Copy the data exactly. Images are the one exception.

··· SUPPLIED RECORDS

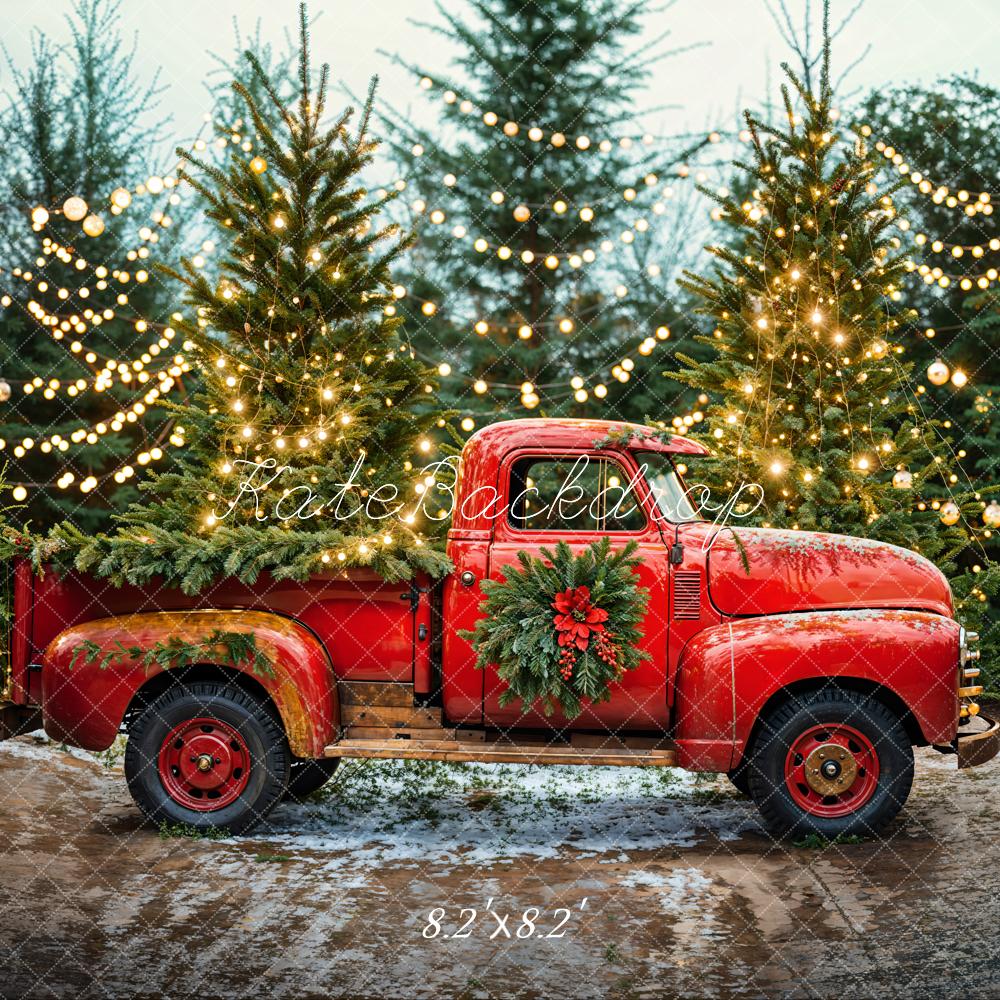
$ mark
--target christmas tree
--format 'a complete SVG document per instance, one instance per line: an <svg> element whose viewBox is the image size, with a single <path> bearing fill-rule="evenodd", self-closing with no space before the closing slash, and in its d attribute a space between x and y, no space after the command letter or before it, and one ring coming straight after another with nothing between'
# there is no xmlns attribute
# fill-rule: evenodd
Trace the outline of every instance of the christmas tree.
<svg viewBox="0 0 1000 1000"><path fill-rule="evenodd" d="M858 126L904 183L898 238L919 311L912 356L927 398L960 438L974 481L1000 482L1000 222L995 133L1000 92L966 76L872 94ZM996 516L993 516L995 513ZM988 520L1000 525L1000 511ZM996 545L996 539L993 539Z"/></svg>
<svg viewBox="0 0 1000 1000"><path fill-rule="evenodd" d="M247 53L268 102L233 84L250 150L224 168L179 151L224 247L218 280L190 262L173 275L197 316L178 323L202 379L193 403L173 408L189 445L116 533L62 530L81 568L194 592L265 570L399 578L445 565L428 540L439 522L425 468L444 421L401 336L389 273L408 240L378 225L383 199L358 177L376 148L374 81L354 129L350 109L326 123L328 69L314 86L307 34L303 8L291 107Z"/></svg>
<svg viewBox="0 0 1000 1000"><path fill-rule="evenodd" d="M137 123L158 87L136 80L117 11L79 0L69 46L37 36L0 118L0 445L26 501L13 516L35 528L106 524L182 441L154 411L185 366L152 263L173 257L183 206L148 176L158 126Z"/></svg>
<svg viewBox="0 0 1000 1000"><path fill-rule="evenodd" d="M686 282L714 356L682 356L673 377L714 390L705 440L717 461L698 472L717 494L757 483L766 525L915 549L949 574L969 620L998 586L982 555L987 501L911 389L901 341L915 317L899 304L892 189L878 188L868 147L833 111L827 16L818 85L785 66L784 127L747 115L753 159L739 166L751 195L718 199L732 238L709 248L712 276ZM982 572L959 570L970 553Z"/></svg>
<svg viewBox="0 0 1000 1000"><path fill-rule="evenodd" d="M420 355L466 430L511 409L665 411L677 393L649 376L678 309L641 248L677 225L677 165L707 138L682 150L633 120L662 36L630 51L643 10L626 0L471 7L434 29L453 74L398 60L440 101L440 131L387 112L419 231L400 307ZM640 268L656 287L637 297Z"/></svg>
<svg viewBox="0 0 1000 1000"><path fill-rule="evenodd" d="M296 64L298 62L297 46L293 40L285 33L285 44L280 49L268 41L261 34L261 25L258 21L254 32L248 37L244 37L240 30L239 23L233 19L234 47L233 51L225 55L212 53L215 67L209 74L209 79L205 84L208 97L212 104L212 120L220 129L220 135L216 140L215 148L221 154L220 160L224 160L230 153L245 153L247 139L243 132L248 127L244 121L246 115L246 103L240 94L233 89L233 82L238 81L247 92L253 97L254 104L261 114L270 114L272 102L264 89L262 79L268 82L282 102L282 107L287 107L295 102L298 91L296 81ZM264 71L263 77L259 76L253 68L253 64L246 58L246 53L253 53L256 64ZM270 122L272 129L280 127L279 122ZM229 129L228 133L222 132Z"/></svg>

······

● REPLY TO THE TASK:
$ mark
--target christmas tree
--format 'a complete SVG document per instance, one instance per line: an <svg> element whose viewBox is the image size, with a single <path> bearing fill-rule="evenodd", self-closing with no space before the closing slash, and in its d attribute a space between x and y, no space after the command letter or before it, and one ring coming straight after another with nothing between'
# there is no xmlns attribute
# fill-rule: evenodd
Trace the outline of every instance of the christmas tree.
<svg viewBox="0 0 1000 1000"><path fill-rule="evenodd" d="M858 126L904 183L898 238L919 311L912 356L927 398L960 438L974 481L1000 482L1000 222L995 133L1000 92L966 76L872 94ZM996 516L993 516L995 513ZM988 520L1000 525L1000 511ZM996 545L996 539L993 539Z"/></svg>
<svg viewBox="0 0 1000 1000"><path fill-rule="evenodd" d="M247 53L268 102L233 84L250 150L224 168L179 151L224 247L218 280L190 262L173 275L197 316L178 323L202 379L193 403L173 408L189 445L116 533L62 530L81 568L194 592L265 570L399 578L445 565L428 540L439 522L425 468L444 421L401 336L389 273L408 240L378 225L383 199L358 177L376 148L374 81L354 129L350 109L326 123L328 69L314 86L307 34L303 8L291 107Z"/></svg>
<svg viewBox="0 0 1000 1000"><path fill-rule="evenodd" d="M137 123L158 87L136 80L117 11L79 0L69 46L37 36L0 118L0 445L26 501L13 516L35 528L106 524L182 441L154 411L185 366L152 263L173 257L183 206L148 176L158 126Z"/></svg>
<svg viewBox="0 0 1000 1000"><path fill-rule="evenodd" d="M686 282L714 356L682 356L673 377L714 390L705 440L717 461L698 472L717 494L757 483L766 525L915 549L949 574L969 620L998 586L982 555L987 501L911 389L901 341L915 317L899 304L892 189L878 188L868 147L833 111L827 16L818 85L785 66L784 127L747 115L753 159L739 166L751 195L718 199L732 238L709 248L712 276ZM982 572L959 570L970 553Z"/></svg>
<svg viewBox="0 0 1000 1000"><path fill-rule="evenodd" d="M420 355L466 430L511 409L665 411L677 393L649 376L678 309L641 248L677 225L677 165L707 138L682 150L633 120L662 36L630 51L643 10L626 0L471 7L434 29L453 74L398 60L440 101L440 131L387 112L419 231L400 307ZM640 268L656 287L637 297Z"/></svg>
<svg viewBox="0 0 1000 1000"><path fill-rule="evenodd" d="M296 64L298 62L297 46L293 40L285 33L285 44L280 49L268 41L261 34L261 25L258 21L254 32L248 37L244 37L240 30L239 23L233 19L234 47L233 51L225 55L212 53L215 67L209 74L209 79L205 84L208 97L212 104L212 120L220 129L220 135L216 140L215 148L221 154L220 160L224 160L230 153L245 153L247 139L243 132L248 127L244 121L246 115L246 103L240 94L233 89L233 82L238 81L247 92L253 97L254 104L261 114L270 114L272 102L264 89L262 79L268 82L282 102L282 107L287 107L295 102L298 91L296 81ZM264 71L263 77L259 76L253 68L253 64L246 58L246 53L253 53L256 64ZM270 122L272 129L280 127L279 122ZM229 129L228 133L222 132Z"/></svg>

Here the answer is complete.